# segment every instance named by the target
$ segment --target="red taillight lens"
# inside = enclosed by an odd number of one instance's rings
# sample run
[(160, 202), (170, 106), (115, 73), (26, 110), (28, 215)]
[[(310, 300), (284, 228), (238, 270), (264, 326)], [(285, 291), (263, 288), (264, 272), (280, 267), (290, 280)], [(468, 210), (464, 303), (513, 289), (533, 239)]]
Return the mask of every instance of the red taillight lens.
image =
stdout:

==

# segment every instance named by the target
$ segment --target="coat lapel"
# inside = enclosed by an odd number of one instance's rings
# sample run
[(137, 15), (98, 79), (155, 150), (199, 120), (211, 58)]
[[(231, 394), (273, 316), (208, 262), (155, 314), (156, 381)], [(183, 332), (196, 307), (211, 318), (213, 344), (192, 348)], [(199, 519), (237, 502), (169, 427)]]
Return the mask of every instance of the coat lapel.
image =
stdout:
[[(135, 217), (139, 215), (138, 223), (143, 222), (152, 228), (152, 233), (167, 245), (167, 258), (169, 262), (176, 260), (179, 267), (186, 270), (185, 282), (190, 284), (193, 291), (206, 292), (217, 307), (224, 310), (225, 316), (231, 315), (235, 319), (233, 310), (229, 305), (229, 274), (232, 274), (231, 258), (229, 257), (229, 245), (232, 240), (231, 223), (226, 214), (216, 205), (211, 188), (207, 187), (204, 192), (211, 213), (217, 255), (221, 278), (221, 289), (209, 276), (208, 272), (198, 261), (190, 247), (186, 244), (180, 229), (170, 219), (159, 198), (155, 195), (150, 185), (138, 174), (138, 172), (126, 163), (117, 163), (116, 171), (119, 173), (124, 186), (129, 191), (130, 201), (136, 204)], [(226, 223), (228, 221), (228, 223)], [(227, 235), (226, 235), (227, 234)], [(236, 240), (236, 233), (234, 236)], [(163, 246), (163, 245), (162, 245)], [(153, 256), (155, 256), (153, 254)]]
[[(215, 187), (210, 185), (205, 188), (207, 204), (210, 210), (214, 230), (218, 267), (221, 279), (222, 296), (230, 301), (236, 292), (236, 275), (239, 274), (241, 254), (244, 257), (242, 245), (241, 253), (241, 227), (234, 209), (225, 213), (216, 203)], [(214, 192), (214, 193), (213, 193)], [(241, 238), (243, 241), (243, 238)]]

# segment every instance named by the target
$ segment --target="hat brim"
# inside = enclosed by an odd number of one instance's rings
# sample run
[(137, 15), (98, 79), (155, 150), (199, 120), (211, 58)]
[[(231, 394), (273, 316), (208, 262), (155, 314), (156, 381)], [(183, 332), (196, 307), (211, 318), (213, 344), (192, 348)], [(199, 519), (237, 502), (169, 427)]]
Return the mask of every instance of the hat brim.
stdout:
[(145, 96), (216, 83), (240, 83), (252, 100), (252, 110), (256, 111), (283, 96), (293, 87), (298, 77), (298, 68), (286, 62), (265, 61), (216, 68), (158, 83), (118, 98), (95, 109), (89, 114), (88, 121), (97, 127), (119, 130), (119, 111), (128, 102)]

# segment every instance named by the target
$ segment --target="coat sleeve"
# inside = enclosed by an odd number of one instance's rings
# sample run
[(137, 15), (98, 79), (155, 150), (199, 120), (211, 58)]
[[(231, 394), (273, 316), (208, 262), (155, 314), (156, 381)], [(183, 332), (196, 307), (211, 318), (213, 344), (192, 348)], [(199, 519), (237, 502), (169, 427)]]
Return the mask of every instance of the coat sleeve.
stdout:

## Exercise brief
Go through the listing above line by line and say how many lines hold the word "lens". Reply with that number only.

## Task response
2